Task objective:
State how many lines in the items below contain the string "brick", treating uppercase and lowercase as different. Give only the number.

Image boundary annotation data
** start **

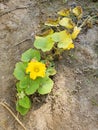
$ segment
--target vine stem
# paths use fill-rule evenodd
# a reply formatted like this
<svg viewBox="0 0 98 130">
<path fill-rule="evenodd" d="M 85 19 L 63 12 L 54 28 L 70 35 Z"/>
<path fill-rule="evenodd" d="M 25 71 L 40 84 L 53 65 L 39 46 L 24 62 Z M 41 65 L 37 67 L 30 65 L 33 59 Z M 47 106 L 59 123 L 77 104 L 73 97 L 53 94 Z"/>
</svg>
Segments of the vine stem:
<svg viewBox="0 0 98 130">
<path fill-rule="evenodd" d="M 26 130 L 25 126 L 22 124 L 22 122 L 18 119 L 18 117 L 13 113 L 13 111 L 8 107 L 8 104 L 5 102 L 0 102 L 0 105 L 2 105 L 4 108 L 6 108 L 10 114 L 15 118 L 15 120 L 21 125 L 21 127 Z"/>
</svg>

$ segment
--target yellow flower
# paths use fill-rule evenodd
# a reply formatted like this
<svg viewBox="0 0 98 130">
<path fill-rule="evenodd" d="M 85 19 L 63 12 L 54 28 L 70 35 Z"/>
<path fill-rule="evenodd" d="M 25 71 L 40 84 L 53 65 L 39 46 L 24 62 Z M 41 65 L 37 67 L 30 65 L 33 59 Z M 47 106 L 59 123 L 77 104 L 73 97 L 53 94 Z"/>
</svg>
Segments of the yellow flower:
<svg viewBox="0 0 98 130">
<path fill-rule="evenodd" d="M 78 36 L 78 34 L 80 33 L 80 31 L 81 31 L 81 28 L 75 26 L 74 30 L 73 30 L 73 33 L 72 33 L 72 39 L 75 39 Z"/>
<path fill-rule="evenodd" d="M 60 11 L 58 12 L 58 14 L 61 15 L 61 16 L 69 16 L 69 14 L 70 14 L 70 9 L 68 9 L 68 8 L 62 9 L 62 10 L 60 10 Z"/>
<path fill-rule="evenodd" d="M 74 15 L 75 15 L 76 17 L 78 17 L 78 19 L 80 19 L 80 18 L 82 17 L 82 15 L 83 15 L 83 10 L 82 10 L 81 6 L 76 6 L 76 7 L 72 10 L 72 12 L 74 13 Z"/>
<path fill-rule="evenodd" d="M 66 46 L 66 48 L 64 48 L 64 50 L 70 50 L 72 48 L 74 48 L 74 44 L 70 43 L 70 44 L 68 44 L 68 46 Z"/>
<path fill-rule="evenodd" d="M 61 26 L 66 27 L 67 29 L 72 29 L 74 28 L 75 24 L 70 18 L 62 18 L 59 22 Z"/>
<path fill-rule="evenodd" d="M 35 80 L 37 77 L 45 77 L 46 66 L 44 63 L 38 61 L 31 61 L 28 63 L 26 73 L 30 73 L 30 78 Z"/>
</svg>

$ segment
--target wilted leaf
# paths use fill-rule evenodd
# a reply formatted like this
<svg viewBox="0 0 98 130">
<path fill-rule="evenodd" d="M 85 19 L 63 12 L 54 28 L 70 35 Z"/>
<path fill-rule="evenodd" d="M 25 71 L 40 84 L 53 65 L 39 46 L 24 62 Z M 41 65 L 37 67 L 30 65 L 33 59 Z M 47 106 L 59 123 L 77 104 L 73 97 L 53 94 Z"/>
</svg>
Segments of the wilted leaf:
<svg viewBox="0 0 98 130">
<path fill-rule="evenodd" d="M 37 49 L 41 49 L 43 52 L 50 51 L 53 45 L 54 41 L 52 40 L 51 35 L 47 37 L 35 37 L 34 46 Z"/>
<path fill-rule="evenodd" d="M 72 33 L 72 39 L 77 38 L 77 36 L 78 36 L 78 34 L 80 33 L 80 31 L 81 31 L 81 28 L 75 26 L 75 27 L 74 27 L 74 30 L 73 30 L 73 33 Z"/>
<path fill-rule="evenodd" d="M 38 92 L 42 95 L 50 93 L 51 89 L 53 88 L 53 84 L 53 81 L 49 77 L 43 78 L 40 83 Z"/>
<path fill-rule="evenodd" d="M 31 101 L 27 96 L 19 99 L 18 103 L 19 103 L 19 106 L 24 107 L 24 108 L 30 108 L 31 107 Z"/>
<path fill-rule="evenodd" d="M 83 15 L 83 10 L 82 10 L 81 6 L 76 6 L 76 7 L 72 10 L 72 12 L 74 13 L 74 15 L 75 15 L 78 19 L 80 19 L 80 18 L 82 17 L 82 15 Z"/>
<path fill-rule="evenodd" d="M 64 26 L 66 27 L 67 29 L 72 29 L 74 28 L 75 24 L 72 22 L 72 20 L 70 18 L 62 18 L 60 21 L 59 21 L 59 24 L 61 26 Z"/>
<path fill-rule="evenodd" d="M 70 15 L 70 9 L 68 9 L 68 8 L 62 9 L 58 12 L 58 14 L 61 15 L 61 16 L 69 16 Z"/>
<path fill-rule="evenodd" d="M 13 73 L 16 79 L 22 80 L 25 77 L 26 67 L 27 67 L 27 64 L 23 62 L 19 62 L 16 64 L 14 73 Z"/>
<path fill-rule="evenodd" d="M 45 22 L 45 25 L 47 26 L 59 26 L 59 19 L 48 19 L 46 22 Z"/>
<path fill-rule="evenodd" d="M 32 59 L 40 60 L 40 52 L 34 49 L 29 49 L 22 54 L 21 60 L 28 62 Z"/>
</svg>

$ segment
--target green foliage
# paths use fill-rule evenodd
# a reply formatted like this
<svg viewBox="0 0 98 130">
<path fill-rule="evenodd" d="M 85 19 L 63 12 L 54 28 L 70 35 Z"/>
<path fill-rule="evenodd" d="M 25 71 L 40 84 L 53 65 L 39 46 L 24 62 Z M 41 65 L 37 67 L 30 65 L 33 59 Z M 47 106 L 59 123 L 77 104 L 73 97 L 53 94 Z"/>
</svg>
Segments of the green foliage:
<svg viewBox="0 0 98 130">
<path fill-rule="evenodd" d="M 21 60 L 23 62 L 29 62 L 32 59 L 36 59 L 37 61 L 40 61 L 41 59 L 40 52 L 34 49 L 29 49 L 22 54 Z"/>
<path fill-rule="evenodd" d="M 16 64 L 16 67 L 14 69 L 14 76 L 18 80 L 22 80 L 25 77 L 25 69 L 27 67 L 26 63 L 19 62 Z"/>
<path fill-rule="evenodd" d="M 74 48 L 73 40 L 78 36 L 81 26 L 73 22 L 71 15 L 77 20 L 82 16 L 80 6 L 63 9 L 58 12 L 57 19 L 48 19 L 45 23 L 48 30 L 35 37 L 34 47 L 25 51 L 14 69 L 17 103 L 16 110 L 25 115 L 31 108 L 30 96 L 34 93 L 41 95 L 51 92 L 54 82 L 51 76 L 56 74 L 54 58 L 63 51 Z M 39 49 L 39 50 L 38 50 Z"/>
<path fill-rule="evenodd" d="M 40 87 L 38 89 L 39 94 L 48 94 L 53 88 L 53 81 L 49 77 L 45 77 L 40 82 Z"/>
<path fill-rule="evenodd" d="M 43 52 L 50 51 L 54 45 L 54 41 L 50 36 L 46 37 L 36 37 L 34 46 L 37 49 L 41 49 Z"/>
</svg>

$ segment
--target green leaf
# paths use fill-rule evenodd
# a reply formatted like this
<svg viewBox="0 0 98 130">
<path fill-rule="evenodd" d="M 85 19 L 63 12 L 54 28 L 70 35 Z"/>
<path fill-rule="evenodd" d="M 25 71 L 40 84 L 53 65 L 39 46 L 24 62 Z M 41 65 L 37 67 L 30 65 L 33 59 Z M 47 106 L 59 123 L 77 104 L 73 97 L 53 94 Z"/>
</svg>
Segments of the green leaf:
<svg viewBox="0 0 98 130">
<path fill-rule="evenodd" d="M 16 89 L 17 89 L 18 93 L 22 91 L 22 89 L 19 87 L 19 84 L 20 84 L 20 82 L 16 83 Z"/>
<path fill-rule="evenodd" d="M 40 60 L 40 52 L 34 49 L 29 49 L 22 54 L 21 60 L 29 62 L 32 59 Z"/>
<path fill-rule="evenodd" d="M 51 89 L 53 88 L 53 84 L 53 81 L 49 77 L 43 78 L 40 83 L 38 93 L 42 95 L 50 93 Z"/>
<path fill-rule="evenodd" d="M 14 69 L 14 76 L 18 80 L 22 80 L 25 77 L 25 69 L 27 67 L 26 63 L 19 62 L 16 64 Z"/>
<path fill-rule="evenodd" d="M 27 96 L 19 99 L 18 102 L 19 102 L 19 106 L 21 106 L 21 107 L 24 107 L 24 108 L 30 108 L 31 107 L 31 101 Z"/>
<path fill-rule="evenodd" d="M 26 115 L 27 112 L 29 111 L 29 108 L 21 107 L 21 106 L 19 105 L 19 103 L 17 102 L 17 103 L 16 103 L 16 110 L 17 110 L 18 112 L 20 112 L 21 115 L 24 116 L 24 115 Z"/>
<path fill-rule="evenodd" d="M 29 84 L 25 89 L 25 93 L 27 95 L 31 95 L 35 93 L 38 88 L 39 88 L 39 79 L 35 79 L 35 80 L 29 79 Z"/>
<path fill-rule="evenodd" d="M 46 75 L 47 76 L 53 76 L 53 75 L 55 75 L 56 74 L 56 70 L 55 70 L 55 68 L 54 67 L 49 67 L 49 68 L 47 68 L 47 71 L 46 71 Z"/>
<path fill-rule="evenodd" d="M 34 46 L 37 49 L 41 49 L 43 52 L 46 52 L 46 51 L 50 51 L 53 45 L 54 45 L 54 41 L 52 40 L 51 35 L 46 37 L 36 36 Z"/>
<path fill-rule="evenodd" d="M 19 87 L 20 87 L 21 89 L 27 88 L 27 87 L 29 86 L 29 80 L 30 80 L 29 77 L 27 77 L 27 76 L 24 77 L 24 78 L 20 81 Z"/>
</svg>

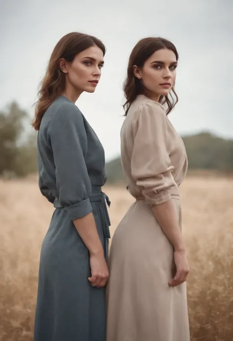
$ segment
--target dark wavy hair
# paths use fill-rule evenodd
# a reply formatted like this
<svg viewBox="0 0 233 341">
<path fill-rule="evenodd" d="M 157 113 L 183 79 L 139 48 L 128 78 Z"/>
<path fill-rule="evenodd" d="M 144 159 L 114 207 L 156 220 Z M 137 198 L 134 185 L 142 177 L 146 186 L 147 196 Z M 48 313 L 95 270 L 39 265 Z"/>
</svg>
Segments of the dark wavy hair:
<svg viewBox="0 0 233 341">
<path fill-rule="evenodd" d="M 123 88 L 126 99 L 126 101 L 123 105 L 125 116 L 127 115 L 130 105 L 137 96 L 144 93 L 143 85 L 141 81 L 134 75 L 133 66 L 136 65 L 139 68 L 143 67 L 145 62 L 154 52 L 162 49 L 171 50 L 175 55 L 176 61 L 178 61 L 178 55 L 175 47 L 171 41 L 164 38 L 144 38 L 141 39 L 133 48 L 129 57 L 127 77 Z M 161 104 L 167 105 L 167 115 L 171 112 L 178 102 L 178 96 L 173 87 L 172 92 L 175 95 L 175 98 L 171 93 L 170 95 L 161 96 L 159 100 Z"/>
<path fill-rule="evenodd" d="M 40 82 L 39 99 L 35 103 L 32 124 L 35 130 L 39 130 L 45 111 L 64 90 L 65 77 L 60 68 L 59 60 L 64 58 L 67 62 L 72 62 L 77 55 L 94 45 L 98 46 L 104 56 L 106 48 L 102 41 L 88 34 L 72 32 L 63 36 L 58 42 L 50 57 L 45 75 Z"/>
</svg>

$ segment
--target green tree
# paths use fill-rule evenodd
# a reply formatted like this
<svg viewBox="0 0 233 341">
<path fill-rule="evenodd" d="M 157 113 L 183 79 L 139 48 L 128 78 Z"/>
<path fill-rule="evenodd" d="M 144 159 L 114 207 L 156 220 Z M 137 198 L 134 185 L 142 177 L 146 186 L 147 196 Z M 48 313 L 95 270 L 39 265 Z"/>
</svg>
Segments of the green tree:
<svg viewBox="0 0 233 341">
<path fill-rule="evenodd" d="M 0 111 L 0 175 L 23 176 L 36 170 L 36 133 L 26 133 L 29 119 L 15 101 Z"/>
</svg>

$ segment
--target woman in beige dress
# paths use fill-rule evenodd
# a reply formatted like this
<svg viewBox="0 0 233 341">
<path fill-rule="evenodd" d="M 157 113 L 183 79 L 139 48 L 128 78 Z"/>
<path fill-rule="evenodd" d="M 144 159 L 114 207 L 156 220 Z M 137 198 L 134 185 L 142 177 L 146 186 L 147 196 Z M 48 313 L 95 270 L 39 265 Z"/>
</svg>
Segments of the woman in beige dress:
<svg viewBox="0 0 233 341">
<path fill-rule="evenodd" d="M 190 340 L 185 282 L 190 270 L 179 200 L 187 160 L 167 116 L 177 100 L 177 61 L 175 46 L 161 38 L 142 39 L 130 57 L 121 151 L 135 201 L 110 248 L 107 341 Z"/>
</svg>

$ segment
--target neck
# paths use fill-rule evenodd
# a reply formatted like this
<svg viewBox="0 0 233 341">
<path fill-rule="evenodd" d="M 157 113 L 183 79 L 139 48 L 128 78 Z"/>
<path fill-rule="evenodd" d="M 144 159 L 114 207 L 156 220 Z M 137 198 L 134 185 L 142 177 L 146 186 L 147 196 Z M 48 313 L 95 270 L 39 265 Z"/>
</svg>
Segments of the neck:
<svg viewBox="0 0 233 341">
<path fill-rule="evenodd" d="M 153 101 L 154 101 L 155 102 L 158 102 L 159 101 L 159 98 L 160 97 L 160 95 L 159 95 L 157 93 L 152 93 L 151 91 L 150 91 L 147 89 L 145 90 L 143 94 L 144 94 L 145 96 L 146 96 L 146 97 L 148 97 L 148 98 L 150 98 L 150 99 L 152 99 Z"/>
<path fill-rule="evenodd" d="M 66 84 L 65 89 L 61 95 L 75 103 L 83 92 L 82 90 L 75 89 L 70 83 L 68 83 Z"/>
</svg>

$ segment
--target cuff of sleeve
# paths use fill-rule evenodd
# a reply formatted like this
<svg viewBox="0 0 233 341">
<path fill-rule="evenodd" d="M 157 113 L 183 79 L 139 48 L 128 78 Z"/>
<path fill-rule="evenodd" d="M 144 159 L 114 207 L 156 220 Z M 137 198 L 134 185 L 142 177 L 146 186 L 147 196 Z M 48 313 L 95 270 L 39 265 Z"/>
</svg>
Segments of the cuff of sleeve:
<svg viewBox="0 0 233 341">
<path fill-rule="evenodd" d="M 92 208 L 89 198 L 85 199 L 83 201 L 65 207 L 68 214 L 68 217 L 71 220 L 83 218 L 92 212 Z"/>
<path fill-rule="evenodd" d="M 150 193 L 144 193 L 146 203 L 150 207 L 152 207 L 155 205 L 163 204 L 166 201 L 168 201 L 171 198 L 171 194 L 168 189 L 160 192 L 160 193 L 155 193 L 154 192 Z"/>
</svg>

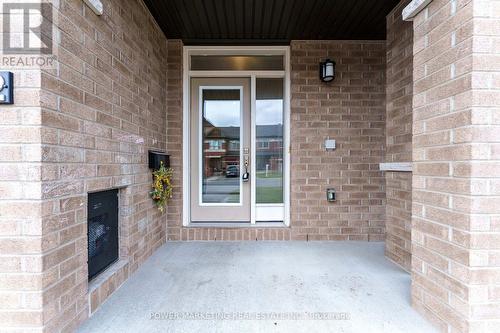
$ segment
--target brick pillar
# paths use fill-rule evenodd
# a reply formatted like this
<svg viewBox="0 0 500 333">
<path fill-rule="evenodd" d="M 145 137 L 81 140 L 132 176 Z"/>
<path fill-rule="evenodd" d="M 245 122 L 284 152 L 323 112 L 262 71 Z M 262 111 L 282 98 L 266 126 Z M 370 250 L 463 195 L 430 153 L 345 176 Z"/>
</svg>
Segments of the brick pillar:
<svg viewBox="0 0 500 333">
<path fill-rule="evenodd" d="M 430 3 L 429 3 L 430 2 Z M 412 301 L 500 331 L 500 1 L 415 0 Z"/>
<path fill-rule="evenodd" d="M 173 197 L 167 209 L 167 239 L 179 240 L 182 228 L 182 48 L 167 41 L 167 151 L 174 170 Z"/>
</svg>

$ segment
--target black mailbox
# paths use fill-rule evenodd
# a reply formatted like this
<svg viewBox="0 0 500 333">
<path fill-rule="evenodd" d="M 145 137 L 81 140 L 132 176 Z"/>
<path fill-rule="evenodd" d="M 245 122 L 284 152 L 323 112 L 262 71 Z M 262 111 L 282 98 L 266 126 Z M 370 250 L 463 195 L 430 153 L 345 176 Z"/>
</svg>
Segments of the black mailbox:
<svg viewBox="0 0 500 333">
<path fill-rule="evenodd" d="M 148 159 L 150 169 L 158 170 L 160 168 L 161 162 L 163 162 L 163 165 L 166 168 L 170 167 L 170 155 L 167 155 L 165 153 L 150 150 L 148 152 Z"/>
</svg>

** end **

Answer to the task:
2